▶ _Exercise objective_:
A word-for-word copy of the following listing is needed. Leave out its images.

★ ★ ★

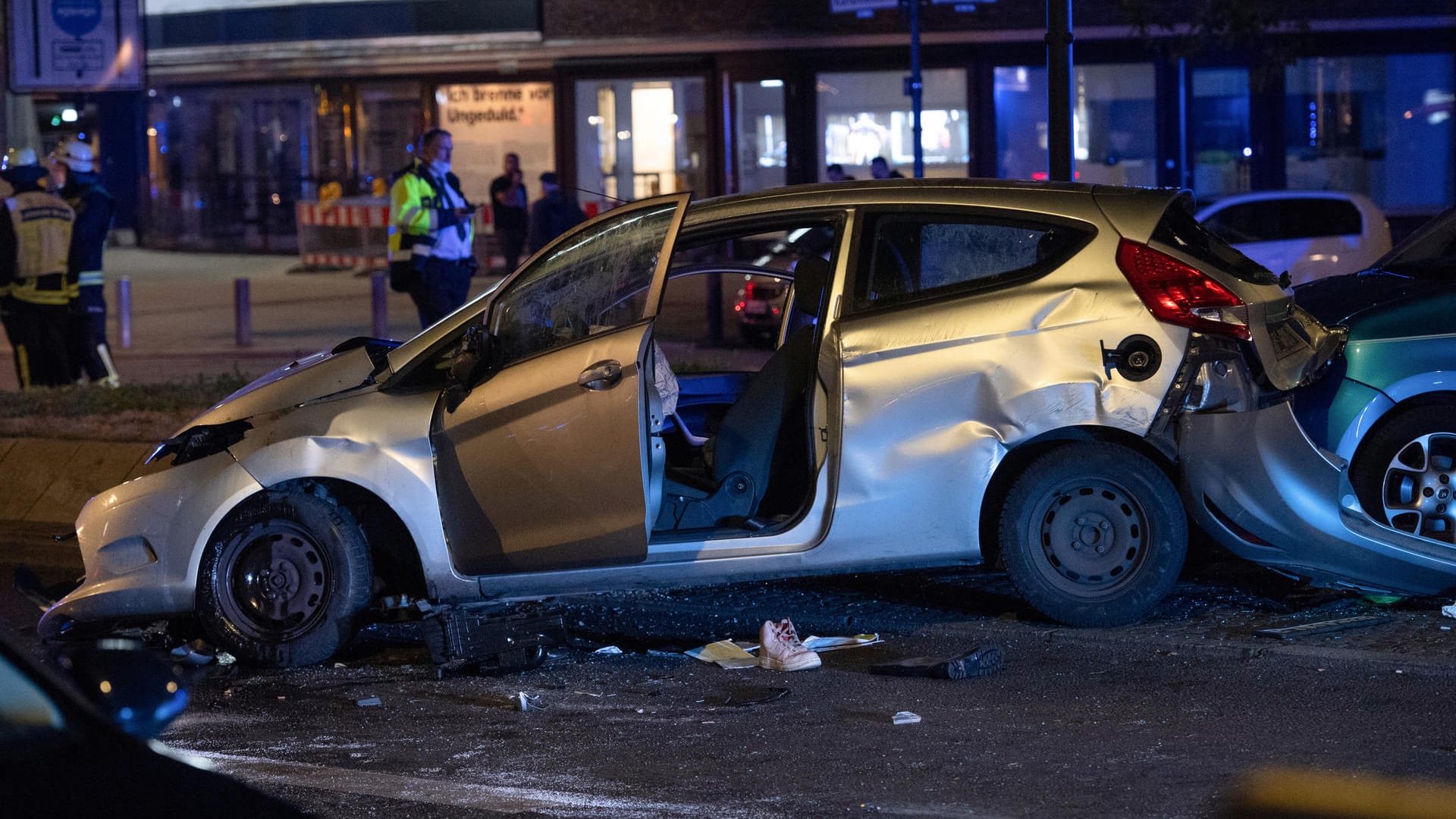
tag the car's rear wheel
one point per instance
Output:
(284, 580)
(1405, 471)
(1094, 534)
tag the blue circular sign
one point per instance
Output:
(76, 18)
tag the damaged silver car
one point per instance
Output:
(965, 372)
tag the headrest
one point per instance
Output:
(810, 281)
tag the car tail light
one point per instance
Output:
(1180, 293)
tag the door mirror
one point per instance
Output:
(469, 366)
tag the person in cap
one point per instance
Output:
(552, 215)
(74, 178)
(431, 232)
(36, 240)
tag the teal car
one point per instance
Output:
(1350, 483)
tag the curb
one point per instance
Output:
(1323, 656)
(50, 480)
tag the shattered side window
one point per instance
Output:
(1180, 231)
(921, 257)
(595, 283)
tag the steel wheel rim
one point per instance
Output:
(275, 580)
(1092, 535)
(1419, 484)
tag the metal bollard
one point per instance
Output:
(242, 314)
(379, 299)
(124, 311)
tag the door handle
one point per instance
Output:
(603, 375)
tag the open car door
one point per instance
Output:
(542, 465)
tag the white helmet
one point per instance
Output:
(19, 158)
(76, 155)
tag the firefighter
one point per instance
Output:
(74, 178)
(430, 232)
(36, 240)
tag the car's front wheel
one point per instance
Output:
(1094, 534)
(1405, 471)
(284, 580)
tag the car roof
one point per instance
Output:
(1363, 203)
(1008, 193)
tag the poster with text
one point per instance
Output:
(487, 121)
(64, 46)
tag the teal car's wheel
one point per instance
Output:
(1405, 471)
(284, 580)
(1094, 534)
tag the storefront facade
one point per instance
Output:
(635, 98)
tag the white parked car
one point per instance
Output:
(1308, 234)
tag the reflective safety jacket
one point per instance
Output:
(419, 212)
(93, 209)
(38, 238)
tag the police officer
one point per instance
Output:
(36, 240)
(73, 175)
(430, 232)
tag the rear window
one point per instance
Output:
(1274, 221)
(1180, 231)
(929, 256)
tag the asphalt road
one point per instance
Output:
(1149, 720)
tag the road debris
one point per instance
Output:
(196, 653)
(742, 697)
(984, 661)
(1321, 627)
(740, 653)
(726, 653)
(821, 645)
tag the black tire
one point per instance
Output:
(284, 580)
(1405, 471)
(1094, 534)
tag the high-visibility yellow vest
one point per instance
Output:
(42, 242)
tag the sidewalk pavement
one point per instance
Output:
(182, 312)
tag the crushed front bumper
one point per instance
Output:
(1258, 485)
(142, 544)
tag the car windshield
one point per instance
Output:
(1427, 254)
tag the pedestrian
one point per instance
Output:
(430, 232)
(36, 241)
(880, 169)
(74, 178)
(552, 215)
(509, 210)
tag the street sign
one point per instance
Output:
(66, 46)
(856, 6)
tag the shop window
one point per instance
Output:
(1219, 133)
(639, 139)
(389, 118)
(1112, 110)
(759, 134)
(867, 114)
(490, 120)
(1378, 126)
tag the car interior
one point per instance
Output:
(739, 447)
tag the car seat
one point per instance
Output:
(728, 490)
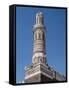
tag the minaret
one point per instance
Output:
(39, 71)
(39, 30)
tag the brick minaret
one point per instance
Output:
(39, 53)
(39, 71)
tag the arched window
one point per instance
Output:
(39, 35)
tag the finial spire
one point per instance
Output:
(39, 18)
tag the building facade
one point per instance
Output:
(40, 71)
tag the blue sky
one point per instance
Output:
(54, 20)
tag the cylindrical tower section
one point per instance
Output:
(39, 49)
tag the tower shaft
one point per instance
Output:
(39, 53)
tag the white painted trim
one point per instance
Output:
(38, 73)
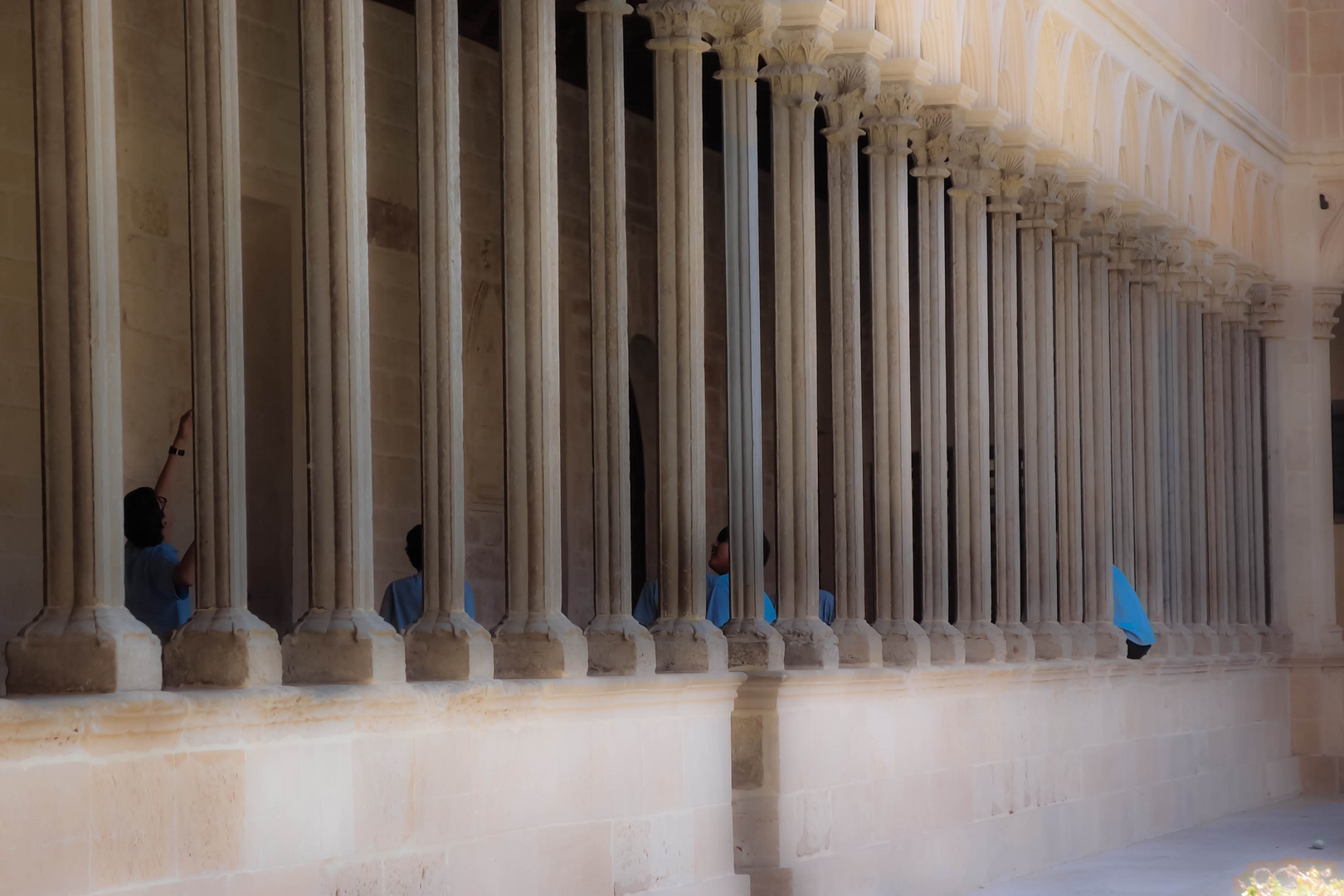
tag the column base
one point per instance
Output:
(1110, 641)
(1019, 644)
(984, 642)
(222, 648)
(343, 648)
(1082, 642)
(620, 646)
(1205, 640)
(1183, 642)
(903, 642)
(947, 645)
(808, 644)
(1248, 638)
(754, 644)
(84, 650)
(1051, 640)
(449, 646)
(860, 645)
(539, 645)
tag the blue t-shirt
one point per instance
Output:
(151, 594)
(1129, 610)
(405, 601)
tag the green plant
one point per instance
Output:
(1289, 881)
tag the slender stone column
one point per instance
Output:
(1069, 425)
(533, 640)
(223, 644)
(850, 89)
(1016, 167)
(1038, 353)
(796, 75)
(617, 644)
(1195, 496)
(973, 167)
(903, 640)
(340, 640)
(1096, 398)
(686, 640)
(84, 640)
(739, 37)
(446, 642)
(941, 125)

★ ★ ★

▶ _Finished exercise_:
tag the car's rear wheel
one point per instance
Output:
(284, 580)
(1405, 471)
(1094, 534)
tag the blue circular sign
one point per instance
Output:
(76, 18)
tag the damaged silver car
one point per instance
Output:
(965, 372)
tag the headrest
one point per instance
Output:
(810, 281)
tag the car tail light
one point per instance
Output:
(1180, 293)
tag the door mirror
one point per instance
Output:
(469, 366)
tag the person in cap
one point per instance
Output:
(552, 215)
(74, 178)
(431, 232)
(36, 240)
tag the teal car
one point per instance
Output:
(1350, 483)
tag the curb
one point per instance
Output:
(1323, 656)
(50, 480)
tag the shattered side window
one point per instance
Output:
(1180, 231)
(921, 257)
(595, 283)
tag the steel wheel rim
one point per instance
Output:
(275, 580)
(1092, 535)
(1419, 484)
tag the metal bollard
one point per instance
Output:
(242, 314)
(379, 299)
(124, 311)
tag the door handle
one point per instance
Output:
(603, 375)
tag the open car door
one point per instance
Output:
(542, 465)
tag the white helmet
one point per instance
Output:
(19, 158)
(76, 155)
tag the firefighter
one point per instance
Output:
(74, 178)
(430, 232)
(36, 240)
tag the car's front wheel
one point per instance
Output:
(1094, 534)
(1405, 471)
(284, 580)
tag the car roof
one point per instance
Output:
(1363, 203)
(1008, 193)
tag the poster with text
one point per instance
Output:
(487, 121)
(64, 46)
tag the teal car's wheel
one point per instance
Output:
(1405, 471)
(284, 580)
(1094, 534)
tag the storefront facade
one point per instance
Output:
(635, 98)
tag the white parked car
one point per instance
Output:
(1308, 234)
tag the reflective safety jacket
one point per instance
Output:
(419, 212)
(93, 209)
(38, 238)
tag the police officer
one point per instance
Output:
(36, 240)
(73, 175)
(430, 232)
tag the rear window
one point per instance
Output:
(1274, 221)
(1180, 231)
(929, 256)
tag the asphalt road
one point per instance
Output:
(1149, 720)
tag the road debris
one point per instance
Output:
(196, 653)
(742, 697)
(984, 661)
(1321, 627)
(740, 653)
(726, 653)
(821, 645)
tag the black tire
one point per instance
Output:
(284, 580)
(1405, 471)
(1094, 534)
tag the high-visibility yellow vest
one point per instance
Output:
(42, 242)
tag the sidewalk pavement
one point per instance
Output:
(182, 312)
tag the crushed front bumper
one point per instance
Output:
(1258, 485)
(142, 544)
tag the car windshield
one point per instance
Output:
(1427, 254)
tag the pedestrian
one point per instance
Output:
(430, 232)
(36, 241)
(880, 169)
(74, 178)
(552, 215)
(509, 210)
tag the street sign
one point per instance
Output:
(66, 46)
(856, 6)
tag the shop window
one point per instance
Output:
(1219, 133)
(639, 139)
(389, 118)
(1112, 110)
(759, 134)
(867, 114)
(490, 120)
(1378, 126)
tag the car interior
one point per instance
Output:
(739, 447)
tag the car seat
one point per instance
Output:
(728, 490)
tag the minaret
one point per instance
Output:
(39, 71)
(39, 30)
tag the brick minaret
one point per instance
Output:
(39, 53)
(39, 71)
tag the arched window
one point per instance
Output:
(39, 35)
tag the finial spire
one point per instance
Output:
(39, 18)
tag the building facade
one point per instance
Output:
(40, 71)
tag the blue sky
one point per instance
Output:
(54, 20)
tag the cylindrical tower section
one point per instance
Output:
(39, 49)
tag the tower shaft
one point per instance
Output:
(39, 53)
tag the white painted trim
one point per instance
Output:
(38, 73)
tag the column base
one point per instance
Output:
(1110, 641)
(1019, 644)
(984, 642)
(222, 648)
(343, 648)
(1082, 642)
(620, 646)
(1205, 640)
(1183, 642)
(903, 642)
(947, 645)
(808, 644)
(1248, 638)
(754, 644)
(84, 650)
(1051, 640)
(449, 646)
(860, 645)
(539, 645)
tag the blue t-shirt
one point per instance
Output:
(151, 594)
(1129, 610)
(405, 601)
tag the green plant
one point per instance
Output:
(1289, 881)
tag the slender stone column
one point per instance
Output:
(1069, 425)
(533, 640)
(223, 644)
(850, 89)
(1016, 167)
(1038, 353)
(796, 75)
(617, 644)
(1195, 496)
(973, 167)
(903, 640)
(340, 640)
(1096, 398)
(686, 640)
(84, 640)
(739, 37)
(446, 642)
(941, 125)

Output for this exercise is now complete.